Scale the box coordinates in the answers by 2.35, rounding each to a whole number with halves going up, and write out only the lines between the one holding "Detect asphalt highway." and the one holding "332;110;357;139", inclusive, requests and all. Leave every number in the requests and their format samples unchanged.

::: SUPPLIED ENTRIES

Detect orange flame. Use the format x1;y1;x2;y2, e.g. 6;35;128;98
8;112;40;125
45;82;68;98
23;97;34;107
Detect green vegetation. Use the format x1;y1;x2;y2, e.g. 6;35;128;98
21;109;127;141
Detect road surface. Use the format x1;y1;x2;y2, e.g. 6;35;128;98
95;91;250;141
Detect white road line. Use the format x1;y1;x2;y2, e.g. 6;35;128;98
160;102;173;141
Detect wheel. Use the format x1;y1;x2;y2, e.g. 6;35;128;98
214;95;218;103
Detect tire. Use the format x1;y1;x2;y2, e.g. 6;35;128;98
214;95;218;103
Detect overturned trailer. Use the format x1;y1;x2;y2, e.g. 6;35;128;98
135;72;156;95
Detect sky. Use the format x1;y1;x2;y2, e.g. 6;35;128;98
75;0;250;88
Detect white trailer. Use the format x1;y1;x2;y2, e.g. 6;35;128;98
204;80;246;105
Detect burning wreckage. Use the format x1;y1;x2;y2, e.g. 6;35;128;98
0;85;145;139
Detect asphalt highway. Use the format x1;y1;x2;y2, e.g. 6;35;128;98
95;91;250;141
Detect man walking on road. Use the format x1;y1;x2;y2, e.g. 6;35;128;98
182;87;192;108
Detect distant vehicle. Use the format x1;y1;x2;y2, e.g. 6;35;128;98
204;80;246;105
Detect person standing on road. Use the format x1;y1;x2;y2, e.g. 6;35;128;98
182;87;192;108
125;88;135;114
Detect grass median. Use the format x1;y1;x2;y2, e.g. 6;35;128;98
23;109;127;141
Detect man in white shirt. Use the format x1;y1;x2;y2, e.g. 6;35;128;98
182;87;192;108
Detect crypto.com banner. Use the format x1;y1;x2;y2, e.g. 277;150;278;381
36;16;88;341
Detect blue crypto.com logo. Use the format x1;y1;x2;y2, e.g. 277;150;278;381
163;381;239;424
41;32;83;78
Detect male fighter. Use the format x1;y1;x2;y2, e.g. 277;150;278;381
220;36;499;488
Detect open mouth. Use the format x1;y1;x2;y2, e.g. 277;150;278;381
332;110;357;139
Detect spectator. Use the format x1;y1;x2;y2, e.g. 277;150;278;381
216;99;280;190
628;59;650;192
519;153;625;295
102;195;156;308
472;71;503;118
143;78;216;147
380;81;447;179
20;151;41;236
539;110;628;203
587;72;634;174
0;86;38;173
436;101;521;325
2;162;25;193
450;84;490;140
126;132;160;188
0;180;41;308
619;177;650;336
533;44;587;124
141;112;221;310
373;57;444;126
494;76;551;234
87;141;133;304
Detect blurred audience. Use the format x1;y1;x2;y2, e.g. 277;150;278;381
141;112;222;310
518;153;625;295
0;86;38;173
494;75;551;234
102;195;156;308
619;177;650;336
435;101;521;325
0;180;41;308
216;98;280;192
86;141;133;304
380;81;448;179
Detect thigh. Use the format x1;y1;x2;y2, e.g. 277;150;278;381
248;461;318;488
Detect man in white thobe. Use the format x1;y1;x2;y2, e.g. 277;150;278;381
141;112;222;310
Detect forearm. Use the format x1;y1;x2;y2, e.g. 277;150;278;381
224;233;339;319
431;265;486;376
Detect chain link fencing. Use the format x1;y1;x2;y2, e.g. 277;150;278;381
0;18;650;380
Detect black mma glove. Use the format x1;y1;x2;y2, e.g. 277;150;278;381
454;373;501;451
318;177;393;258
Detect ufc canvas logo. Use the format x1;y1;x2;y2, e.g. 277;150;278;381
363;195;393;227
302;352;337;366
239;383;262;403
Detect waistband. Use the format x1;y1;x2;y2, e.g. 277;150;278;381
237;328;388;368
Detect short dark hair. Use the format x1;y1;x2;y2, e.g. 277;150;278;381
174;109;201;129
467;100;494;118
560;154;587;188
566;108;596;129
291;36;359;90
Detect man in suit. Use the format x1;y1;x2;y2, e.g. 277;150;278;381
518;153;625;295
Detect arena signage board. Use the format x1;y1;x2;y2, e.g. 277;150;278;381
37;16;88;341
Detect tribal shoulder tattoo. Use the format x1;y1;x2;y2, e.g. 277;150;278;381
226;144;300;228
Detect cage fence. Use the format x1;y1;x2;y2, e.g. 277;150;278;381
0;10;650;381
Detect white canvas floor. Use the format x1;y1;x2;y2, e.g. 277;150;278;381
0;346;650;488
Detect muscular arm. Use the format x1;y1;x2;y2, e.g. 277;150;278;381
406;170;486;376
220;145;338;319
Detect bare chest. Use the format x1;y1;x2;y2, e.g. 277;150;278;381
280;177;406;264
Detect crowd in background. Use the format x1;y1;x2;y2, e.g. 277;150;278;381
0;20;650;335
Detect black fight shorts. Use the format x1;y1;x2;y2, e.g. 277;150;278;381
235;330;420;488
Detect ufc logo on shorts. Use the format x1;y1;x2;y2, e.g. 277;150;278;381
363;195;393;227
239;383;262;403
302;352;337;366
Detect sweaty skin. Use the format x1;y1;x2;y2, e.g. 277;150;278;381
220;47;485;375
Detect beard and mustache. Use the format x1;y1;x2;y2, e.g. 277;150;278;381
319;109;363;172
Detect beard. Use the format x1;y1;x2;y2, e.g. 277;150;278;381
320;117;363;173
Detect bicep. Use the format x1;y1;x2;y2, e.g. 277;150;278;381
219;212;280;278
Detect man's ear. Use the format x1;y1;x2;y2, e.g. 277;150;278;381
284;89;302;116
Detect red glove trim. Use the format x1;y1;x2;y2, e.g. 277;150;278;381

::::::

--- RESULT FOR THIS TASK ---
Detect asphalt highway. Use the format x1;y1;x2;y2, e.g. 6;35;128;98
223;214;588;331
Detect man walking on road. Use the format x1;y1;x2;y2, e.g. 6;35;128;98
428;204;451;254
Detect distant vehicle. Use the format x1;y1;x2;y2, e.g. 6;35;128;98
479;188;578;247
Detect person standing on road. Use the format x1;y1;x2;y2, e.g. 6;35;128;98
428;204;451;254
294;207;317;268
Detect grass median. Use the format x1;y1;x2;y2, e.g. 6;35;128;98
54;256;298;331
Detect man in white shirt. Use the format x1;y1;x2;y2, e.g. 6;35;128;98
428;204;451;254
Detect crypto.com banner. Use the format x1;y1;x2;y2, e.g. 277;150;278;381
85;38;207;801
Detect blue crypto.com logo. Use the format x1;y1;x2;y2, e.g. 277;150;278;381
383;895;562;996
96;75;195;183
Detect male fighter. Use the format x1;y1;x2;y2, e.g. 277;150;278;381
517;85;1173;1147
Detect open mouth. Use the format x1;y1;x2;y2, e.g. 277;150;278;381
780;259;839;327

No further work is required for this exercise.